BRIEF. The listing below must be given again in full, exactly.
*** PROVIDED MATERIAL ***
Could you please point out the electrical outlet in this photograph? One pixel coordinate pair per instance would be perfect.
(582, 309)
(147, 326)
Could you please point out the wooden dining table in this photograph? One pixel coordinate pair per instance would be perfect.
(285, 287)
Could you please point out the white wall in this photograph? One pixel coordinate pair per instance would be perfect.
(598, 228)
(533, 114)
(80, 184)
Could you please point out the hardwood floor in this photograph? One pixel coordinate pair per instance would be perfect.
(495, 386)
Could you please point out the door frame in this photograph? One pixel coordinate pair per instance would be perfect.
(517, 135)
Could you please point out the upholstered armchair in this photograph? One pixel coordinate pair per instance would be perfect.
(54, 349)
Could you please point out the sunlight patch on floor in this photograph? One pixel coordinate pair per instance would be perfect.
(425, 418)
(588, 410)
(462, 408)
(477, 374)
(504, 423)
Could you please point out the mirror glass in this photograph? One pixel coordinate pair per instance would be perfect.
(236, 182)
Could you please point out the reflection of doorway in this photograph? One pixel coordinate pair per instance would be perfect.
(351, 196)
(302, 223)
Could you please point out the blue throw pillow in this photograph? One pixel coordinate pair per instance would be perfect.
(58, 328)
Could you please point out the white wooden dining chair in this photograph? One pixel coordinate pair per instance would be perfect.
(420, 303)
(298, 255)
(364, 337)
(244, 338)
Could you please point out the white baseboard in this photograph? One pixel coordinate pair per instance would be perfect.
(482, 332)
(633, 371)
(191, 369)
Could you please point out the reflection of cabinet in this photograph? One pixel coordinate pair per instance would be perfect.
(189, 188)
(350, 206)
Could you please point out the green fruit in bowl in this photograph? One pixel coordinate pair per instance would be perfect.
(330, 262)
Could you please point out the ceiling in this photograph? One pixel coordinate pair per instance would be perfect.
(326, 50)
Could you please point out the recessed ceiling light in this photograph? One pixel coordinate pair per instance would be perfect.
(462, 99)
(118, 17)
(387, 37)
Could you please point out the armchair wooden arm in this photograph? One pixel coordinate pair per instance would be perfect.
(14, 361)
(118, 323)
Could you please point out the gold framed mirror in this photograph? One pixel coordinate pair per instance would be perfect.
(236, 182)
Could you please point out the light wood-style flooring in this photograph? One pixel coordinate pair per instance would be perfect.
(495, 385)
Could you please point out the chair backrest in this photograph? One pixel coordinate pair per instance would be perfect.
*** End of PROVIDED MATERIAL ***
OUTPUT FOR THIS TASK.
Could you please point out the electrical outlet in this photograph? One pixel coordinate pair per instance would be perfect.
(582, 309)
(147, 326)
Could you please point out the wooden dining table in this photograph? One pixel coordinate pair per instance would be perfect.
(285, 287)
Could you please point out the white wall in this photograph? One pixel coordinate pair per instance would be perfect.
(598, 228)
(533, 114)
(80, 184)
Could you please point out the hardwood floor in this photograph? One pixel coordinate pair per instance would be perfect.
(495, 386)
Could you please point out the door frame in this photograph? One pixel coordinate pair per instance would be perfect.
(517, 135)
Could you please point out the upholstered armchair in this photograph? One pixel coordinate pair per instance would be perfect.
(54, 349)
Could you please point out the sunlight patch on floor in this photograph? One pixel coordinate pair per instance would be perfect.
(425, 418)
(588, 410)
(462, 408)
(477, 374)
(504, 423)
Could you please point out the mirror glass in this photograph? One pixel coordinate pair per instance would be perfect.
(236, 182)
Could you please point out the reflection of doorway in this photograph? One pixel coordinate pair per instance would be perfect.
(351, 196)
(302, 223)
Could you please point out the blue throw pillow in this photograph? One pixel coordinate pair per instance would be perfect.
(58, 328)
Could you please point out the white wooden dining chair in this photograph? One pixel coordinate pair per instance would be perfect.
(420, 303)
(298, 255)
(364, 337)
(244, 338)
Could you please point out the white baseboard in this photograph? One pixel coordinate pair per instance would be perfect.
(482, 332)
(633, 371)
(191, 369)
Could you please point out the reflection of cabinet in this photograph? One pixel coordinate pair per instance would be perfect.
(189, 188)
(350, 206)
Could you please point out the green fruit in bowl in this photograph? One pixel coordinate pair per instance would be perfect.
(330, 262)
Could you please point out the ceiling in this photograph? One pixel coordinate pair per instance would be perfect.
(326, 50)
Could you please point out the recessed ceiling light in this photograph? One pixel coordinate pair per instance would be perfect.
(462, 99)
(118, 17)
(387, 37)
Could you please point out the armchair wooden arm in this photograph? One pixel coordinate pair per instance would be perfect.
(14, 361)
(118, 323)
Could you please point out the gold framed mirror in this photograph? One pixel coordinate pair per instance would be perfect.
(236, 182)
Could you please point out the light wood-style flooring in this photograph? One pixel coordinate pair per instance would be perfect.
(495, 385)
Could you please point out the chair backrest in this photograph? One pixel coordinate pair per instance would be perfect.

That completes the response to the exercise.